Seçilen Metin –
Yazmak zor. Gerçekten zor. Burada böyle çalakalem (çalaklavye?) yazmak bile zor bazen hatta. Başlamak, devamını getirmek, anlamak, kendine izah edebilmek, sindirmek…
Oturup bir roman yazmak hele… Yeni bir fikir bulup (her zaman değil elbette), ondan bir dünya yaratmak.
Art arda yayımlanan iki kitap, hem bunları hissettirdi hem de iyi geldi bana.
Murat Gülsoy’un ‘Yalnızlar İçin Çok Özel Bir Hizmet’i ve Daniel Pennac’ın ‘Bedenin Güncesi’… Tuhaf bir şekilde birbirlerini tamamlıyorlar.

Sağlanan Veriler –
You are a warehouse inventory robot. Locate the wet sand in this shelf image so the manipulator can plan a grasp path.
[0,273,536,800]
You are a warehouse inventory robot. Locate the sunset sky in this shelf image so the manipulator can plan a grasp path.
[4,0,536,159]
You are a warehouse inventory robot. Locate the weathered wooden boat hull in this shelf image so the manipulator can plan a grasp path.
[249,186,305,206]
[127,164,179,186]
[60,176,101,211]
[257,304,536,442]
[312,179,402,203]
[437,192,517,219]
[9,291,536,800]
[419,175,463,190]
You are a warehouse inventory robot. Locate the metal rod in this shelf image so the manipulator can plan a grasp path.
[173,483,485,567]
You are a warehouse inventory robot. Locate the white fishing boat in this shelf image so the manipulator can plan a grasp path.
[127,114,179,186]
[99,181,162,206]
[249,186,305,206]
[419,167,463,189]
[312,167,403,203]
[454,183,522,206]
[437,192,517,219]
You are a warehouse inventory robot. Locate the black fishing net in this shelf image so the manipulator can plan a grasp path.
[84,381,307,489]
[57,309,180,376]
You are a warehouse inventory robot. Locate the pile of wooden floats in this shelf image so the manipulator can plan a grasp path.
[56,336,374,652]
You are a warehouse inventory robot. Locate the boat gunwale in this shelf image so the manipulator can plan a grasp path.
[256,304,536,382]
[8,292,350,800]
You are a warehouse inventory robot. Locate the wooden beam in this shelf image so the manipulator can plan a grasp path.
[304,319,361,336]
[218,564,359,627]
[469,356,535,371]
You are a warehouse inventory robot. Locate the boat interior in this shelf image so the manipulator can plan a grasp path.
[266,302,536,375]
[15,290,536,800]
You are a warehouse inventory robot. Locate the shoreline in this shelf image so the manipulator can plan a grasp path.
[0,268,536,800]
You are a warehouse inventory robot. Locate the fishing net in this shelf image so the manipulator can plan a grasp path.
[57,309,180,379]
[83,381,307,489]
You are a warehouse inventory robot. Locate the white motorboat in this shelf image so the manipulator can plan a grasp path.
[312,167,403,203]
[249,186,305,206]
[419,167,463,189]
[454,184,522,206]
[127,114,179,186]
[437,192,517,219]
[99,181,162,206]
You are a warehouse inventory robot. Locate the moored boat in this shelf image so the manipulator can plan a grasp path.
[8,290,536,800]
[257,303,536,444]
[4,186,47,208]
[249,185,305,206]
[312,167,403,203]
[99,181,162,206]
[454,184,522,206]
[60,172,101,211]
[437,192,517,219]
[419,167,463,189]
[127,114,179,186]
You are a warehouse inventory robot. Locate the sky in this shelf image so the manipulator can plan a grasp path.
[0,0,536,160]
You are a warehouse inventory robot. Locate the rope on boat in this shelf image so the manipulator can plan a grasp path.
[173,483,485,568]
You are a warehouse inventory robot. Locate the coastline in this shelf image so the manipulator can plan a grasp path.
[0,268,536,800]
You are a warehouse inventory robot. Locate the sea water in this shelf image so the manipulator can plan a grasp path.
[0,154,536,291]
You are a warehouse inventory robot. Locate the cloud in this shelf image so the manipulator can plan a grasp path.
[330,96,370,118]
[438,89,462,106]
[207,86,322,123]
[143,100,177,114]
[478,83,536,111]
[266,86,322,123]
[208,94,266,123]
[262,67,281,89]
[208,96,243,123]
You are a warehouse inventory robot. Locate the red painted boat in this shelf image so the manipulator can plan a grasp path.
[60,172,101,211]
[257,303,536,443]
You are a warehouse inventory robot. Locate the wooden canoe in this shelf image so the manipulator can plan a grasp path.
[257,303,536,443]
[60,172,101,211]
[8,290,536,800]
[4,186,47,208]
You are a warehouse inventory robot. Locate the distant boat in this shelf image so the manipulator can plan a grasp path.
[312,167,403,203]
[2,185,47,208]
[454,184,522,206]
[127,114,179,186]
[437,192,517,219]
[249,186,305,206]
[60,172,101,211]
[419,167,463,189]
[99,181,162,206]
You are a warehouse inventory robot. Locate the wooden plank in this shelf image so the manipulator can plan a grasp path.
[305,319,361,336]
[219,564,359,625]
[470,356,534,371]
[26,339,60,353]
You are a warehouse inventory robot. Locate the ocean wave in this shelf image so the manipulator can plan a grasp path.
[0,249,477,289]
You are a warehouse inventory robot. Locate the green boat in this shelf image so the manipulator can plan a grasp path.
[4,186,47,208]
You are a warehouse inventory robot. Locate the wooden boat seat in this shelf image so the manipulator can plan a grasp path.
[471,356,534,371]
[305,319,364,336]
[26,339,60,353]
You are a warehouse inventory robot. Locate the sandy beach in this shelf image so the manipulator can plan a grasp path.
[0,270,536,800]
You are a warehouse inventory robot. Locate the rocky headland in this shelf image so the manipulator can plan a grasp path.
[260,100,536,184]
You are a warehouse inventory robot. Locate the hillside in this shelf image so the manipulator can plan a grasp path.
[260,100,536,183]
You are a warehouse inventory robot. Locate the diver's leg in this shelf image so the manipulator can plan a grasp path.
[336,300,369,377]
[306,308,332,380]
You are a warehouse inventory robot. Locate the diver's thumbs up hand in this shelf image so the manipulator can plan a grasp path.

Etkinlikler –
1. Seçilen metne göre aşağıdaki soruları yanıtlayın.
(a) Art arda yayımlanan iki kitap hangileridir ve yazarları kimdir?
(b) "çalakalem" sözcüğünün yanında parantez içinde soru işaretiyle hangi sözcük önerilir?
(c) Art arda yayımlanan iki kitap, metindeki anlatıcıyı nasıl etkilemiştir?
2. Seçilen metinde "Art arda yayımlanan" ifadesinden "şekilde birbirlerini tamamlıyorlar." ifadesine kadar olan bölümü aynen alıntılayın.

Etkinlik Yanıtları –
1.
(a) Murat Gülsoy'un 'Yalnızlar İçin Çok Özel Bir Hizmet' adlı kitabı ile Daniel Pennac'ın 'Bedenin Güncesi' adlı kitabı.
(b) "çalaklavye"
(c) İki kitap da hem yazmanın zorluğunu hissettirmiş hem de anlatıcıya iyi gelmiştir.

2.
Art arda yayımlanan iki kitap, hem bunları hissettirdi hem de iyi geldi bana.
Murat Gülsoy’un ‘Yalnızlar İçin Çok Özel Bir Hizmet’i ve Daniel Pennac’ın ‘Bedenin Güncesi’… Tuhaf bir şekilde birbirlerini tamamlıyorlar.